### Supplied data ###
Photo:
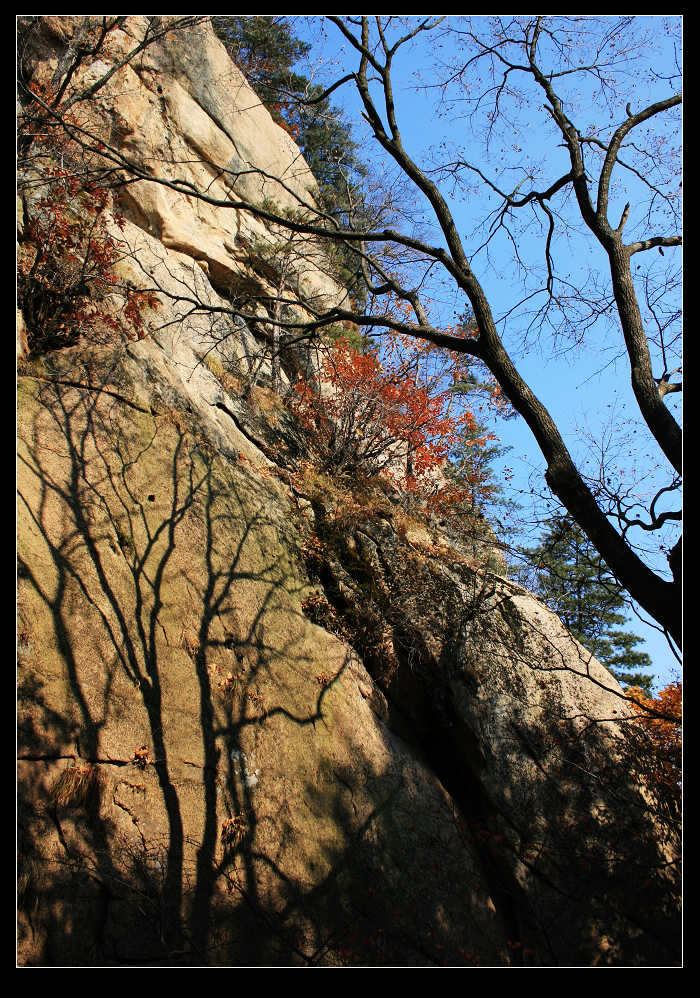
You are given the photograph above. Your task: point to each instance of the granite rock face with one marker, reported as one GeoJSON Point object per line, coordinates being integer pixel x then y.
{"type": "Point", "coordinates": [265, 718]}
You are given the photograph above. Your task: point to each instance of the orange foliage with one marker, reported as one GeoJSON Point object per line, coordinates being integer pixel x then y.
{"type": "Point", "coordinates": [660, 724]}
{"type": "Point", "coordinates": [378, 416]}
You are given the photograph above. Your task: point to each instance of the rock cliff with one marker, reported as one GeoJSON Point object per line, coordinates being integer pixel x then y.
{"type": "Point", "coordinates": [265, 718]}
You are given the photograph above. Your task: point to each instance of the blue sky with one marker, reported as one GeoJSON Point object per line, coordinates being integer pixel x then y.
{"type": "Point", "coordinates": [586, 386]}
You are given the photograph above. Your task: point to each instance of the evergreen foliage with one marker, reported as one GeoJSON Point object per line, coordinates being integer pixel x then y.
{"type": "Point", "coordinates": [568, 574]}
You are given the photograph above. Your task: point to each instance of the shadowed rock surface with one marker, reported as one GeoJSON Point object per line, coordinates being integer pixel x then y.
{"type": "Point", "coordinates": [265, 718]}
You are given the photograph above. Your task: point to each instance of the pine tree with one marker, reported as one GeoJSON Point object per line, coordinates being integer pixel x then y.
{"type": "Point", "coordinates": [267, 52]}
{"type": "Point", "coordinates": [567, 573]}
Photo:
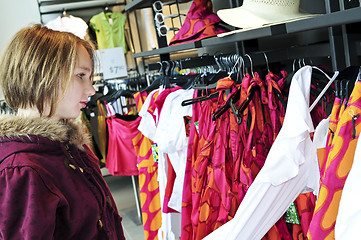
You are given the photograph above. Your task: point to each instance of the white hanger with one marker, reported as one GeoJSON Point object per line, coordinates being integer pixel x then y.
{"type": "Point", "coordinates": [325, 88]}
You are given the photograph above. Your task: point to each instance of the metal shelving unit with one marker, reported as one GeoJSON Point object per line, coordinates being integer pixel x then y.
{"type": "Point", "coordinates": [322, 21]}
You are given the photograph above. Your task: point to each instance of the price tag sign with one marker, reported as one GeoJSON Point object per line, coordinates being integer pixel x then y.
{"type": "Point", "coordinates": [112, 63]}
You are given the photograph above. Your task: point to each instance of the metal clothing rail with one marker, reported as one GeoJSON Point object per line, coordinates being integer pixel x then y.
{"type": "Point", "coordinates": [258, 58]}
{"type": "Point", "coordinates": [75, 6]}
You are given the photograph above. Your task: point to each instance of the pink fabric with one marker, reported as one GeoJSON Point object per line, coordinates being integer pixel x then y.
{"type": "Point", "coordinates": [200, 23]}
{"type": "Point", "coordinates": [121, 156]}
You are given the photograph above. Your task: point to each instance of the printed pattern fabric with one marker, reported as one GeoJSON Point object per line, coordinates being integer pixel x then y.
{"type": "Point", "coordinates": [224, 157]}
{"type": "Point", "coordinates": [336, 168]}
{"type": "Point", "coordinates": [148, 184]}
{"type": "Point", "coordinates": [199, 23]}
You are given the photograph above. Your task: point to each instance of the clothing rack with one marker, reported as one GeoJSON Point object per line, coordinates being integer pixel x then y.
{"type": "Point", "coordinates": [59, 6]}
{"type": "Point", "coordinates": [258, 58]}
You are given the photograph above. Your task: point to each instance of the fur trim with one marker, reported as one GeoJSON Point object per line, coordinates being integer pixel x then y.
{"type": "Point", "coordinates": [12, 125]}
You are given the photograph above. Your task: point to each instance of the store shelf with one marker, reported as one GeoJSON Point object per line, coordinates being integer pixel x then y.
{"type": "Point", "coordinates": [176, 48]}
{"type": "Point", "coordinates": [317, 22]}
{"type": "Point", "coordinates": [137, 4]}
{"type": "Point", "coordinates": [326, 20]}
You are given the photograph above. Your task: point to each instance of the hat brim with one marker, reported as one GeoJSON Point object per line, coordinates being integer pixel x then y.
{"type": "Point", "coordinates": [249, 18]}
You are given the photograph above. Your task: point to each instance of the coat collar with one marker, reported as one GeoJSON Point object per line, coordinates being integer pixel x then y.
{"type": "Point", "coordinates": [70, 132]}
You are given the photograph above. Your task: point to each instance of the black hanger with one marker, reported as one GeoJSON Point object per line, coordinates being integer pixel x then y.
{"type": "Point", "coordinates": [107, 9]}
{"type": "Point", "coordinates": [200, 99]}
{"type": "Point", "coordinates": [229, 104]}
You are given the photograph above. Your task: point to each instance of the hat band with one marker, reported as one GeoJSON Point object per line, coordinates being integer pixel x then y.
{"type": "Point", "coordinates": [272, 6]}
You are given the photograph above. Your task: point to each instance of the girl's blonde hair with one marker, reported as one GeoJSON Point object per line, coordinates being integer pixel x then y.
{"type": "Point", "coordinates": [37, 63]}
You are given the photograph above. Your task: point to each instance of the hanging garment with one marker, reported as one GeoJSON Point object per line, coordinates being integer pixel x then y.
{"type": "Point", "coordinates": [170, 228]}
{"type": "Point", "coordinates": [102, 131]}
{"type": "Point", "coordinates": [171, 139]}
{"type": "Point", "coordinates": [121, 156]}
{"type": "Point", "coordinates": [70, 24]}
{"type": "Point", "coordinates": [109, 30]}
{"type": "Point", "coordinates": [349, 212]}
{"type": "Point", "coordinates": [148, 183]}
{"type": "Point", "coordinates": [199, 23]}
{"type": "Point", "coordinates": [337, 167]}
{"type": "Point", "coordinates": [291, 168]}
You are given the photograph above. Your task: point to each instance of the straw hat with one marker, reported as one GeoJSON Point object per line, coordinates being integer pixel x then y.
{"type": "Point", "coordinates": [258, 13]}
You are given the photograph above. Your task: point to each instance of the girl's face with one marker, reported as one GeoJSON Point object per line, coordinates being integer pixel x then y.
{"type": "Point", "coordinates": [79, 89]}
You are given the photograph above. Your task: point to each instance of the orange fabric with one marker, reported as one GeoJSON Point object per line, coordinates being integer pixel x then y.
{"type": "Point", "coordinates": [338, 164]}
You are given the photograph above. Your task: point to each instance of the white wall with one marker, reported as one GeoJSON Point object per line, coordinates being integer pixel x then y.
{"type": "Point", "coordinates": [14, 15]}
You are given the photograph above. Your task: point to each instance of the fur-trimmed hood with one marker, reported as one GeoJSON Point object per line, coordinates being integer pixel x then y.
{"type": "Point", "coordinates": [12, 125]}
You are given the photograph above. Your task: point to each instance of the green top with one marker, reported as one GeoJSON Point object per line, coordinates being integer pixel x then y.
{"type": "Point", "coordinates": [109, 30]}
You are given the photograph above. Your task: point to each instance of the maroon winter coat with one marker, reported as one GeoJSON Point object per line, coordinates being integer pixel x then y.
{"type": "Point", "coordinates": [51, 186]}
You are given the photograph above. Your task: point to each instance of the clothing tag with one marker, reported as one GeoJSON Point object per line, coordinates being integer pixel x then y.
{"type": "Point", "coordinates": [187, 124]}
{"type": "Point", "coordinates": [155, 152]}
{"type": "Point", "coordinates": [197, 126]}
{"type": "Point", "coordinates": [291, 215]}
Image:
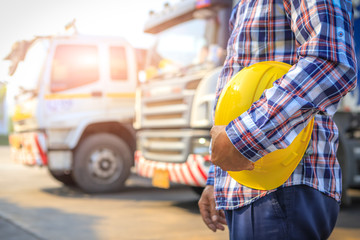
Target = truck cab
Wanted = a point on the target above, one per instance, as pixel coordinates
(174, 105)
(75, 107)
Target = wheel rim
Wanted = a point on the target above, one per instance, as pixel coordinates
(105, 165)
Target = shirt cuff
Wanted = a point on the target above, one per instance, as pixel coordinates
(248, 139)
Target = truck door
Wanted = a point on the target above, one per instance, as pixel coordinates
(120, 81)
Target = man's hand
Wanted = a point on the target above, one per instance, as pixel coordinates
(213, 219)
(224, 154)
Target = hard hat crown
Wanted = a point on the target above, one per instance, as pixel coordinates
(246, 87)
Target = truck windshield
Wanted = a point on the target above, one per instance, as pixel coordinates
(186, 44)
(28, 71)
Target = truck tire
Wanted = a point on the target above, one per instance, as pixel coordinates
(102, 163)
(65, 178)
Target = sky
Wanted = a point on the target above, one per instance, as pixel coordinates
(24, 19)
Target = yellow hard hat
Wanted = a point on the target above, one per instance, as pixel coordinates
(246, 87)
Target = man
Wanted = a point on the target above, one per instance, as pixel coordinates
(316, 37)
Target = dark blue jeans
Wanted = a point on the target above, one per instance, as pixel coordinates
(296, 212)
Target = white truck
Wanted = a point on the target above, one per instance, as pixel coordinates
(347, 120)
(174, 105)
(75, 108)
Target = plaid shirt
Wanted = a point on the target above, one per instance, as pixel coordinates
(316, 37)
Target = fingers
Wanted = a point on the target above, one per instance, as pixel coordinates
(213, 219)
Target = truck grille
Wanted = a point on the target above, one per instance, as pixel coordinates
(167, 104)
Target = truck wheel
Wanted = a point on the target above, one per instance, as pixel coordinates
(102, 163)
(65, 178)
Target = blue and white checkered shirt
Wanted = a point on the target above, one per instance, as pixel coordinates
(316, 37)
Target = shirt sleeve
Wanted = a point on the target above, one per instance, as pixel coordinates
(211, 175)
(324, 73)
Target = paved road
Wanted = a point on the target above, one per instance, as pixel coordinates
(33, 206)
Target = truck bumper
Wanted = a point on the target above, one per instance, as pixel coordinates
(193, 172)
(28, 148)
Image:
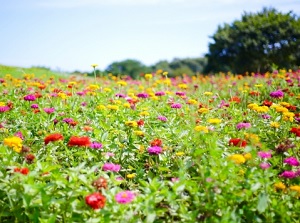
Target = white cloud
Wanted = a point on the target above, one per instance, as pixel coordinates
(83, 3)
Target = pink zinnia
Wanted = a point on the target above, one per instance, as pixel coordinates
(277, 94)
(291, 161)
(162, 118)
(243, 125)
(176, 105)
(180, 93)
(96, 145)
(34, 106)
(125, 197)
(288, 174)
(142, 95)
(4, 108)
(264, 155)
(160, 93)
(154, 150)
(111, 167)
(264, 165)
(29, 97)
(49, 110)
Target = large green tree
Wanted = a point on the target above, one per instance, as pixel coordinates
(256, 42)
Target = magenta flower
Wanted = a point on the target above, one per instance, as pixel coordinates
(180, 93)
(4, 108)
(68, 120)
(111, 167)
(223, 104)
(49, 110)
(265, 165)
(264, 155)
(120, 95)
(142, 95)
(291, 161)
(154, 150)
(29, 97)
(162, 118)
(19, 134)
(109, 154)
(243, 125)
(176, 105)
(265, 116)
(125, 197)
(96, 145)
(174, 179)
(277, 94)
(34, 106)
(288, 174)
(160, 93)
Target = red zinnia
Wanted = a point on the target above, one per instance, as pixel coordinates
(79, 141)
(235, 99)
(267, 103)
(238, 142)
(53, 137)
(23, 170)
(296, 131)
(140, 122)
(95, 200)
(156, 142)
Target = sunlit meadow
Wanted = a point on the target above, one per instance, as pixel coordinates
(221, 148)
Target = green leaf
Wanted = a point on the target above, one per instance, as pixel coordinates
(262, 202)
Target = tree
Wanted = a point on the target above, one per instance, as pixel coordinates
(130, 67)
(256, 42)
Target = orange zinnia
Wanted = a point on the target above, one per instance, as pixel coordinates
(53, 137)
(79, 141)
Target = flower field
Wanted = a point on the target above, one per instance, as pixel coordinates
(223, 148)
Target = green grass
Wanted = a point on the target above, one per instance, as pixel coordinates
(19, 71)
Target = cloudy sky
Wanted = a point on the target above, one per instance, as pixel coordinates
(72, 34)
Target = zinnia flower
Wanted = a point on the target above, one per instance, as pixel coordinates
(291, 161)
(162, 118)
(264, 155)
(4, 108)
(125, 197)
(35, 106)
(154, 150)
(237, 158)
(142, 95)
(277, 94)
(288, 174)
(53, 137)
(49, 110)
(176, 105)
(264, 165)
(14, 142)
(99, 183)
(296, 131)
(111, 167)
(23, 170)
(238, 142)
(96, 145)
(243, 125)
(95, 200)
(79, 141)
(156, 142)
(29, 97)
(160, 93)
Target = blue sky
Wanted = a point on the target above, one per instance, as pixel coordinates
(73, 34)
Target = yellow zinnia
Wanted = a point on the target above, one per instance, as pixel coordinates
(14, 142)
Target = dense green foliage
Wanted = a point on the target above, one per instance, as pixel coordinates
(256, 43)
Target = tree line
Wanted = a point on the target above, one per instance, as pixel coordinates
(258, 42)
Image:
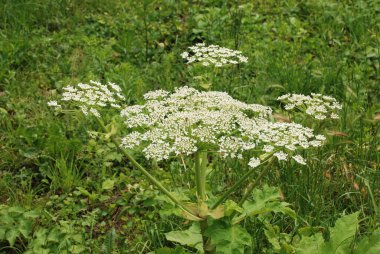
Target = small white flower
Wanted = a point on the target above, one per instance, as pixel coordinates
(53, 104)
(185, 55)
(186, 120)
(95, 112)
(281, 156)
(299, 159)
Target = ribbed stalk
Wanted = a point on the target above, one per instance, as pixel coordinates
(151, 178)
(200, 175)
(237, 185)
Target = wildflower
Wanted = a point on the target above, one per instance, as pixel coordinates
(281, 156)
(213, 55)
(54, 104)
(299, 159)
(254, 162)
(317, 105)
(188, 120)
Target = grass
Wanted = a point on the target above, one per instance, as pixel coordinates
(293, 46)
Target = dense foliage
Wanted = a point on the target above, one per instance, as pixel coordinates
(65, 188)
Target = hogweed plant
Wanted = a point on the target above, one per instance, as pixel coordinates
(203, 126)
(210, 60)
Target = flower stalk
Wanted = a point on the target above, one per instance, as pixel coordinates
(151, 178)
(239, 183)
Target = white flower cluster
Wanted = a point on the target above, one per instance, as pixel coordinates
(91, 96)
(213, 55)
(188, 120)
(317, 105)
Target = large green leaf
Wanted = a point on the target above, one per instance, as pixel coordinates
(11, 236)
(265, 200)
(190, 237)
(342, 234)
(228, 239)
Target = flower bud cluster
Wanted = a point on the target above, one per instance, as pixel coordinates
(90, 97)
(213, 55)
(188, 120)
(317, 105)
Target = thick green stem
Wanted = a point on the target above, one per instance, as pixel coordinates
(252, 185)
(200, 175)
(151, 178)
(237, 185)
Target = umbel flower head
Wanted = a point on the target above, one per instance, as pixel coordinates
###
*Assignment*: Among the lines above, return those that contain the string "stalk".

*Written solution*:
Target = ribbed stalk
Target = flower stalk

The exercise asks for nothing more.